Evaluer pour progresser
Evaluer pour progresser
2008
Magazine toute la natation n° 68 - février 2008
La planification est un subtil outil pour l'entraîneur. En effet, elle nécessite une évaluation préalable pour définir les choix de progression et ainsi, optimaliser la progression des nageurs. Ceci étant, toutes les évaluations ne sont pas simples à mettre en œuvre. Autant évaluer le domaine physiologique est aujourd'hui relativement simple et fiable, autant le domaine technique reste plus complexe. Il est vrai que cette évaluation technique demeure trop souvent méconnue. Quelques grands traits sont pourtant simples à exploiter et peuvent avoir des conséquences bénéfiques importantes sur la performance.
Ainsi, 3 points peuvent être mis en évidence : l'efficacité gestuelle, la flottaison, la recherche des mouvements freinateurs.
L'efficacité gestuelle
Si l'appui est correct, ceci suppose que la main devrait sortir là où elle est rentrée. Cette donnée est facilement repérable pour l'entraîneur mais complètement cachée pour le nageur. Or, sans information, il est difficile de vérifier la réussite d'une action. Il est bien sûr important que l'entraîneur connaisse ces informations mais il est primordial que le nageur les connaisse aussi.
Un des moyens pour qu'il puisse vérifier cette donnée est de mesurer la longueur de son bras (de l'acromion au bout des doigts) et en multipliant cette mesure par 2, on obtient la distance qu'il devrait réaliser sur un coup de bras (sauf en Brasse bien sûr). Certes, le roulis de l'épaule intervient dans le calcul de cette distance, mais il est trop difficile à mesurer pratiquement et l'erreur induite n'a pas une réelle importance si le niveau de performance n'est pas trop élevé. Pour des nageurs de niveau national et international, un outil de mesure plus sophistiqué, comme la digitalisation, est indispensable (voir Toute La Natation n°53).
Dans un deuxième temps, il est nécessaire de mesurer la distance nagée. Elle correspond à la distance séparant la première action de la main (la main en attente étant le point de référence) et l'autre côté du bassin. En général, cette distance est de 20m.

[Enregistrements d'annotation par points]
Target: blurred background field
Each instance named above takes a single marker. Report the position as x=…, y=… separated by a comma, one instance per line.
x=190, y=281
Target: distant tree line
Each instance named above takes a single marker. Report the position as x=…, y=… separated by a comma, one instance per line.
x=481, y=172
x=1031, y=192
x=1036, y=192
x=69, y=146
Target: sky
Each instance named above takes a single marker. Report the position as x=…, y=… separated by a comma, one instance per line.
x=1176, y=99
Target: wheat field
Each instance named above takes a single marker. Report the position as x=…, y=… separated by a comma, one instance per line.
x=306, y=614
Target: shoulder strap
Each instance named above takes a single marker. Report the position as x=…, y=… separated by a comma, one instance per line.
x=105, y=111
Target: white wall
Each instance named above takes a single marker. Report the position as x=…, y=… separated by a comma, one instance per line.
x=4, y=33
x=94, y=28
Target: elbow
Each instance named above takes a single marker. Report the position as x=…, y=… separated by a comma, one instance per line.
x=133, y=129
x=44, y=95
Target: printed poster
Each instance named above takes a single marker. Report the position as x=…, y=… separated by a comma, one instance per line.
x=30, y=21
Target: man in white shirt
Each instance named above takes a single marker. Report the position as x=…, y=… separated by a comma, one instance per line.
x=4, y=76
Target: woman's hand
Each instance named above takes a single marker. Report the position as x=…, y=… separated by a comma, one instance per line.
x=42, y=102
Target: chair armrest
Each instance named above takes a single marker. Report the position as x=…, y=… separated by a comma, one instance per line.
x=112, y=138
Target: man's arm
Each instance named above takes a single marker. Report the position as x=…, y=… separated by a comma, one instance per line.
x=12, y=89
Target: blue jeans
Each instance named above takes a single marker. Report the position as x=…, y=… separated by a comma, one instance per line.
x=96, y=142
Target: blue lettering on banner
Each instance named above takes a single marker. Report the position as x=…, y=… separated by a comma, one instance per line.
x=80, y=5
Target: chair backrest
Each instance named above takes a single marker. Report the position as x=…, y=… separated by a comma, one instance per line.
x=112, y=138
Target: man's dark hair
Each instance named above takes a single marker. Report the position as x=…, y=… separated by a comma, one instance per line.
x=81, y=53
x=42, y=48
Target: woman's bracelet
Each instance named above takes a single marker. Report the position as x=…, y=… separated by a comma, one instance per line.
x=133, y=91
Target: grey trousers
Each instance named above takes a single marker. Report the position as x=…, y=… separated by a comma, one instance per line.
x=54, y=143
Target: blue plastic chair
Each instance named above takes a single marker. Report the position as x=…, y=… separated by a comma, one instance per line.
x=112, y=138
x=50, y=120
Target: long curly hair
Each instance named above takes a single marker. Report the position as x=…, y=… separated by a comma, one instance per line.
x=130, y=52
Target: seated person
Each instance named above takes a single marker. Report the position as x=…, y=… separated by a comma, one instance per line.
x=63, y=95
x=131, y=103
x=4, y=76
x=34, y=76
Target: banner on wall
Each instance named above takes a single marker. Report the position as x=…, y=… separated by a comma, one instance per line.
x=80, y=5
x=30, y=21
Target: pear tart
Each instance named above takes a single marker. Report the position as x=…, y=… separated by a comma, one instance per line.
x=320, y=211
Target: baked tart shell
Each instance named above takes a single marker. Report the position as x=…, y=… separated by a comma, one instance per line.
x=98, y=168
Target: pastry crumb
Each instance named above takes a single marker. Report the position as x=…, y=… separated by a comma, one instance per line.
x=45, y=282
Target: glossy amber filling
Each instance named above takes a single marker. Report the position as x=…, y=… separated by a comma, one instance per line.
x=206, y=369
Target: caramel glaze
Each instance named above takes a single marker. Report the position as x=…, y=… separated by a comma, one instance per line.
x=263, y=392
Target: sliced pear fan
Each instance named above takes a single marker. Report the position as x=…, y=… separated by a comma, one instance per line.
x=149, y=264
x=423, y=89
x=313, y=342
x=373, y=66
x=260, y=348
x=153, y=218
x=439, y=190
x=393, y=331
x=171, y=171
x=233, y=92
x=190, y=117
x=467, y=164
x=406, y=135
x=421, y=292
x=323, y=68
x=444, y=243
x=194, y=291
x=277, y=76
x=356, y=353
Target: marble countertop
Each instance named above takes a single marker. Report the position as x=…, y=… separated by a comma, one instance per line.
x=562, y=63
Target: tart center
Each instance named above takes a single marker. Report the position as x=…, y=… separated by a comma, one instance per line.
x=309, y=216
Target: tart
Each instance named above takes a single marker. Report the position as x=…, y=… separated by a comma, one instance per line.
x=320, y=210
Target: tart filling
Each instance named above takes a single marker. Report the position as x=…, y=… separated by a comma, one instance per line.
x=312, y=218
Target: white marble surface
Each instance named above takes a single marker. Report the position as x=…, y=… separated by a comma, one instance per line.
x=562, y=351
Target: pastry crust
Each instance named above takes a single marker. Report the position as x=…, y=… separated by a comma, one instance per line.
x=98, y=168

## Tâche courte
Reprenez, s'il vous plaît, la source sur l'évaluation des nageurs juste après sa dernière phrase. Les enregistrements forment un matériau distinct de la source.

## Réponse finale
Nous avons donc une distance de déplacement par coup de bras et une distance nagée. Il est donc facile de calculer le nombre de coups de bras durant la longueur de bassin. En effet, si la taille du bras du nageur est de 0,8m, la distance par coups de bras est de 1,6m. Sur 20m de nage, le nombre de coups de bras est de 20 / 1,6, soit 12,5 coups de bras sur la longueur.
Ce calcul, programmé sur n'importe quel tableur informatique, permet de donner un résultat rapide pour tous les nageurs, et donc de créer une fiche individualisée d'entraînement.
Cette valeur étant calculée, la première question est de savoir si le nageur est capable d'effectuer cette amplitude, bien sûr, sans prendre en compte la vitesse. Pour les plus jeunes, il s'agit d'un test qui n'est pas si évident. Pour les plus expérimentés, il va être intéressant de savoir à quelle vitesse cette amplitude n'est plus maintenue.
Les informations qui en résultent permettent de définir une vitesse critique au-delà de laquelle les appuis sous-marins ne sont plus aussi efficaces. De ce fait, travailler physiologiquement à cette vitesse critique (et donc bien sûr à cette amplitude maximale) devient intéressant, afin d'entraîner toutes les fibres musculaires qui entrent en action lors de l'optimalisation des surfaces d'appuis.
Une nage au carré préconisée par Eric Legrand ("Nager au carré" – édition Atlantica), c'est-à-dire nager 50m à une vitesse égale au nombre de coups de bras (32", 32 mouvements par exemple), est un moyen intéressant pour développer cette rentabilité musculaire.
Cependant, le principal souci dans ce type de travail est de risquer de perdre la vélocité puisque la fréquence gestuelle est faible. Un rappel via un exercice sur quelques 25 m à vélocité maximale (40 mouvements sur 15 m puis 10 m souple par exemple) peut être une orientation intéressante.
Cette évaluation permet aussi de chercher pourquoi le nageur n'est pas capable d'aller plus vite à cette amplitude. Les axes de recherche peuvent être la puissance musculaire, l'endurance de force (répétition du geste à cette même qualité), l'explosivité (liée à l'accélération sous-marine), la qualité de glisse, et bien d'autres paramètres. Autant de paramètres qu'il faut alors planifier afin de cibler avec plus d'exactitude la progression des nageurs.
La connaissance de cette qualité gestuelle, et donc de son nombre théorique de mouvements sur une distance, reste un outil qualitatif. Peu contraignant, il facilite la relation entre le travail physiologique et technique et, en outre, permet de cibler et entraîner prioritairement les fibres musculaires spécifiques de course.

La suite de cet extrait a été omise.